### Task details
Recast the lines of the records below as a JSON list of strings, one string per line, with blank lines and pictures left out. Begin at the line that has "Set-play tagging: locate each instance of the rope" and stop after the line that has "[[90, 319], [3, 311], [73, 292]]".

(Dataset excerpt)

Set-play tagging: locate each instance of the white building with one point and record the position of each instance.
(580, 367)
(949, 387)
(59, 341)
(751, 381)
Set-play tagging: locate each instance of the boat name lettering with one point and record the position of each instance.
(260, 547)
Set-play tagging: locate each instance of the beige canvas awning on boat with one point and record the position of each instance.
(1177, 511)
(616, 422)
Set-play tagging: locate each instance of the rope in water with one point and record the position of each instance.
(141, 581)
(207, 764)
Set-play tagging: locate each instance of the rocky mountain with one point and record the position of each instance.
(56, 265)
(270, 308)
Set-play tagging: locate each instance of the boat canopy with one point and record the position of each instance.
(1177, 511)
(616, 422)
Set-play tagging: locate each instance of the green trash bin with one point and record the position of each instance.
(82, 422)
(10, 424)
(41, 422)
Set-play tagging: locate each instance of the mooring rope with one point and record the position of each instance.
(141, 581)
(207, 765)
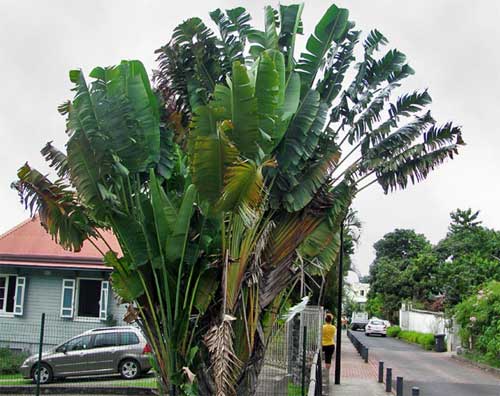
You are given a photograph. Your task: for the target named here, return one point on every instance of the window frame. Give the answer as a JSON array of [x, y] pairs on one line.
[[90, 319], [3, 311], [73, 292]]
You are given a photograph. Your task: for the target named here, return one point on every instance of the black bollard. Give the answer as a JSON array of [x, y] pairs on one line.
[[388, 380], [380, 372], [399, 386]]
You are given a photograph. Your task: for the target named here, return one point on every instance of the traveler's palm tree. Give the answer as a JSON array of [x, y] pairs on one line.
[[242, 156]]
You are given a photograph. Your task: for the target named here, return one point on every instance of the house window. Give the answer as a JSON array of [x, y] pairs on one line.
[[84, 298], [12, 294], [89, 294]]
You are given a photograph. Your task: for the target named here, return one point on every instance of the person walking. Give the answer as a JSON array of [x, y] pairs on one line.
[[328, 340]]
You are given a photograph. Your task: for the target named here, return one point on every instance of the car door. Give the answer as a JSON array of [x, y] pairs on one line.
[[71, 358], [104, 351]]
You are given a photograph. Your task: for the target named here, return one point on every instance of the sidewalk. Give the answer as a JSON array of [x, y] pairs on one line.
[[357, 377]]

### Written solution
[
  "Set-play tagging: locate each instance of the rope in water with one point and record the position of each instance.",
  "(141, 581)",
  "(207, 764)",
  "Set-play tagging: locate each instance of the rocky mountain with one point and record the position of each instance.",
  "(56, 265)",
  "(270, 308)",
  "Set-play tagging: locate each instance of the boat canopy with one point and record the position of each instance.",
  "(1177, 511)",
  "(616, 422)",
  "Set-play tagging: locate each instance of the green trash bin with one point and record the position of each instance.",
  "(82, 422)",
  "(10, 424)",
  "(41, 422)",
  "Set-play tagging: locate each instance of the mooring rope with one point and record the position of each instance.",
  "(141, 581)",
  "(207, 765)",
  "You are given a photograph. Your task: for the target named here, return one point on every instance of the window frame. Give the answer as a JSON array of [x, y] pairs on one line.",
  "[[90, 319], [3, 311], [73, 292]]"
]